_Selected extract_
_ _ _ _ _

Museum Exhibition

Clay Has Memory: Creative Lineages from Africa

A multicolored, clay sculpture made of various pieces.

Zizipho Poswa (born 1979, Mthatha, South Africa; active Cape Town, South Africa), uNa’kaMzingisi (Mzingisi’s Mother), 2024. Glazed earthenware, 134.6 × 50.8 × 58.4 cm. Princeton University Art Museum. Museum purchase, Carl Otto von Kienbusch Jr. Memorial Collection Fund. © Zizipho Poswa. Image courtesy of Southern Guild

Princeton University Art Museum

Princeton, NJ 08544
USA

Clay Has Memory examines the ways in which African and African Diasporic artists use clay to sustain creative legacies from Africa.

_ _ _ _ _

Records from a collection:
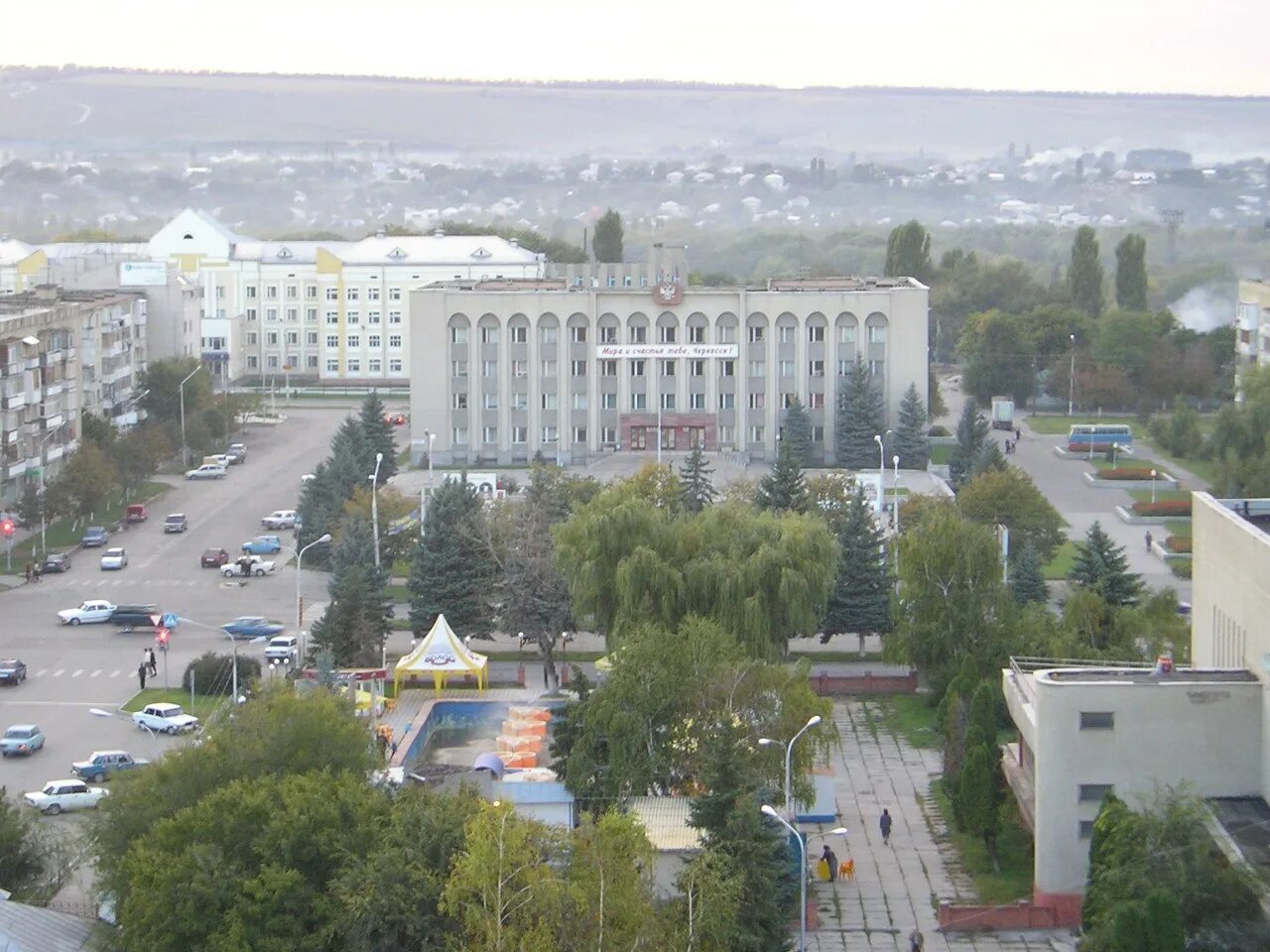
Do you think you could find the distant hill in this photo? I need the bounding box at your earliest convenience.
[0,67,1270,162]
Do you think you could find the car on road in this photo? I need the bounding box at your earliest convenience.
[132,702,198,734]
[101,548,128,571]
[0,724,45,757]
[71,750,150,783]
[22,779,109,816]
[260,509,296,530]
[186,463,225,480]
[40,552,71,575]
[80,526,110,548]
[58,598,114,625]
[221,554,277,579]
[198,548,230,568]
[221,615,287,639]
[242,536,282,554]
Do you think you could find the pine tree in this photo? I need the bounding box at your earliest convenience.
[1010,542,1049,606]
[781,396,812,466]
[823,486,892,635]
[359,393,398,486]
[409,473,494,638]
[833,355,884,470]
[1067,522,1142,608]
[1067,225,1102,317]
[892,384,931,470]
[754,439,808,513]
[949,400,989,489]
[680,445,718,513]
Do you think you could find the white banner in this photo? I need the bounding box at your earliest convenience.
[595,344,739,361]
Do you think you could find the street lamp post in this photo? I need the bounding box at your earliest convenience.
[762,803,807,952]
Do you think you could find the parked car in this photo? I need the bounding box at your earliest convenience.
[198,548,230,568]
[58,598,114,625]
[132,703,198,734]
[40,552,71,575]
[0,724,45,757]
[186,463,225,480]
[101,548,128,571]
[22,779,109,816]
[221,615,287,640]
[71,750,150,783]
[80,526,110,548]
[242,536,282,554]
[221,554,276,579]
[260,509,296,530]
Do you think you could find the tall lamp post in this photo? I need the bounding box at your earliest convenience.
[762,803,807,952]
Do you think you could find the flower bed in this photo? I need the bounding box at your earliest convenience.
[1133,499,1190,516]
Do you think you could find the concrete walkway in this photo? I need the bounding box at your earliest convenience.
[803,701,1074,952]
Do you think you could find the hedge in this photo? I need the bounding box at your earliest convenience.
[1133,499,1190,516]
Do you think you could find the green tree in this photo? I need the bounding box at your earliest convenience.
[781,396,813,467]
[756,440,808,513]
[1067,225,1103,317]
[892,384,931,470]
[886,219,935,285]
[833,354,884,470]
[1067,521,1142,607]
[949,400,990,489]
[1010,542,1049,606]
[409,473,494,638]
[680,445,718,513]
[590,208,622,264]
[823,486,892,645]
[1115,232,1147,311]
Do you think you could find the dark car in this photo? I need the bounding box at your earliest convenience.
[198,548,230,568]
[40,552,71,575]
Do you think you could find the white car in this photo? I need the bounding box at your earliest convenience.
[132,703,198,734]
[260,509,296,530]
[101,548,128,571]
[58,598,114,625]
[22,779,109,816]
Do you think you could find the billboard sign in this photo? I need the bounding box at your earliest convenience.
[119,262,168,289]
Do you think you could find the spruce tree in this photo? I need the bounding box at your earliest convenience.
[409,473,494,638]
[949,399,989,489]
[892,384,931,470]
[1010,542,1049,606]
[680,445,718,513]
[833,355,884,470]
[1067,522,1142,608]
[823,486,890,645]
[781,396,812,466]
[754,439,808,513]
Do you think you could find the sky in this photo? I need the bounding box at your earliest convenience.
[0,0,1270,95]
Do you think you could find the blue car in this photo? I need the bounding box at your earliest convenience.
[242,536,282,554]
[80,526,110,548]
[221,615,287,640]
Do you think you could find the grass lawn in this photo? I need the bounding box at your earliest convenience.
[1045,539,1076,581]
[927,780,1033,905]
[119,688,228,720]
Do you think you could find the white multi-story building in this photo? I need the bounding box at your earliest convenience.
[410,273,927,463]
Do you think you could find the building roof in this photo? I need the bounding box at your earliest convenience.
[627,797,701,852]
[0,901,100,952]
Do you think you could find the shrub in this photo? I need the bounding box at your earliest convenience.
[181,652,260,694]
[1133,499,1190,517]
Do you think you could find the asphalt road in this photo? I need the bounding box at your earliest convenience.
[0,407,370,819]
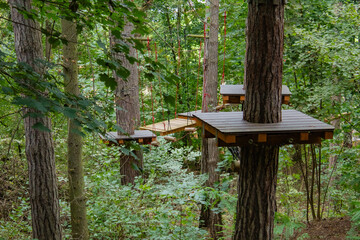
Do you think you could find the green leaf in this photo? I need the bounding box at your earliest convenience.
[96,39,107,52]
[163,93,175,105]
[13,97,47,113]
[99,73,117,90]
[63,107,77,118]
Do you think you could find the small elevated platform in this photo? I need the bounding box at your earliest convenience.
[140,118,196,136]
[220,85,291,104]
[178,110,201,120]
[100,130,156,145]
[194,110,334,146]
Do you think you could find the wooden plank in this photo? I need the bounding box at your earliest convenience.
[100,130,156,146]
[140,118,196,136]
[282,95,290,104]
[220,85,291,96]
[258,133,267,142]
[300,132,309,141]
[177,110,201,120]
[194,110,334,146]
[218,133,322,147]
[195,110,333,134]
[203,124,236,143]
[324,132,334,139]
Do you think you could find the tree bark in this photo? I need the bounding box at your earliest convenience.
[110,21,142,185]
[61,19,89,239]
[9,0,62,240]
[200,0,222,239]
[234,0,284,240]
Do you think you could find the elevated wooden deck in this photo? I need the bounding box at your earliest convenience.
[140,118,196,136]
[220,85,291,104]
[194,110,334,146]
[178,110,201,120]
[100,130,156,145]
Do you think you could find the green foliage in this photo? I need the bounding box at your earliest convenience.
[274,212,305,239]
[86,138,206,239]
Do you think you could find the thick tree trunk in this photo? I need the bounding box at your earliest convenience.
[234,0,284,240]
[234,146,279,239]
[110,22,142,185]
[9,0,61,240]
[61,19,89,239]
[200,0,222,239]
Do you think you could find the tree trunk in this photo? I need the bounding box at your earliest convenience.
[61,19,89,239]
[110,21,142,185]
[9,0,62,240]
[234,0,284,240]
[234,146,279,239]
[200,0,222,239]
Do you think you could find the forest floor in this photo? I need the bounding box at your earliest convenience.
[292,217,358,240]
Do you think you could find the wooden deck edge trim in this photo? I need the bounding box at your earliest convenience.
[203,123,236,143]
[257,133,267,142]
[324,132,334,139]
[300,132,309,141]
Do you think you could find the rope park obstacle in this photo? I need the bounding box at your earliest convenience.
[101,8,333,146]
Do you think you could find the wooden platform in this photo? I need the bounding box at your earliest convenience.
[100,130,156,145]
[178,110,201,120]
[194,110,334,146]
[140,118,196,136]
[220,85,291,104]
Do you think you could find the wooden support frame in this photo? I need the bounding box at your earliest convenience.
[194,110,334,147]
[220,85,291,104]
[140,117,196,136]
[100,130,156,146]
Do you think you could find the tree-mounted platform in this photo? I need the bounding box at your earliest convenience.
[220,85,291,104]
[140,118,196,136]
[178,110,201,120]
[194,110,334,147]
[100,130,156,145]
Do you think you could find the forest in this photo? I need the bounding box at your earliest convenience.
[0,0,360,240]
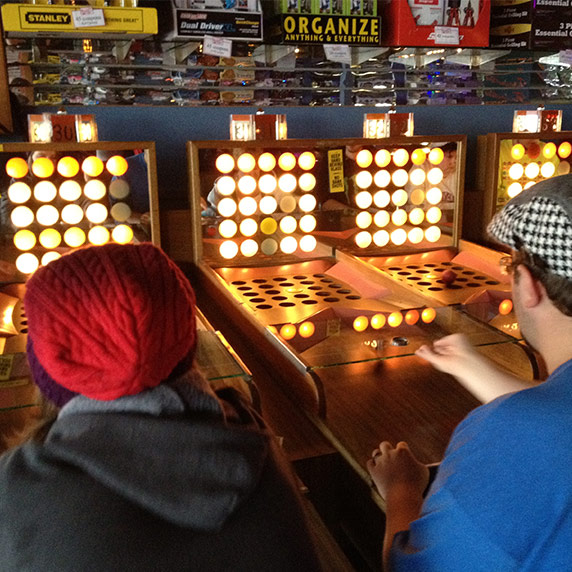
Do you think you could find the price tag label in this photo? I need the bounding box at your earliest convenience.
[203,36,232,58]
[434,26,459,46]
[72,8,105,28]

_ _ _ _ _

_Goal_
Please retype the passage of the exhibition page from "Museum Exhibition" to "legacies from Africa." word for word.

_Task answer_
Museum Exhibition

Clay Has Memory: Creative Lineages from Africa

A multicolored, clay sculpture made of various pieces.

Zizipho Poswa (born 1979, Mthatha, South Africa; active Cape Town, South Africa), uNa’kaMzingisi (Mzingisi’s Mother), 2024. Glazed earthenware, 134.6 × 50.8 × 58.4 cm. Princeton University Art Museum. Museum purchase, Carl Otto von Kienbusch Jr. Memorial Collection Fund. © Zizipho Poswa. Image courtesy of Southern Guild

Princeton University Art Museum

Princeton, NJ 08544
USA

Clay Has Memory examines the ways in which African and African Diasporic artists use clay to sustain creative legacies from Africa.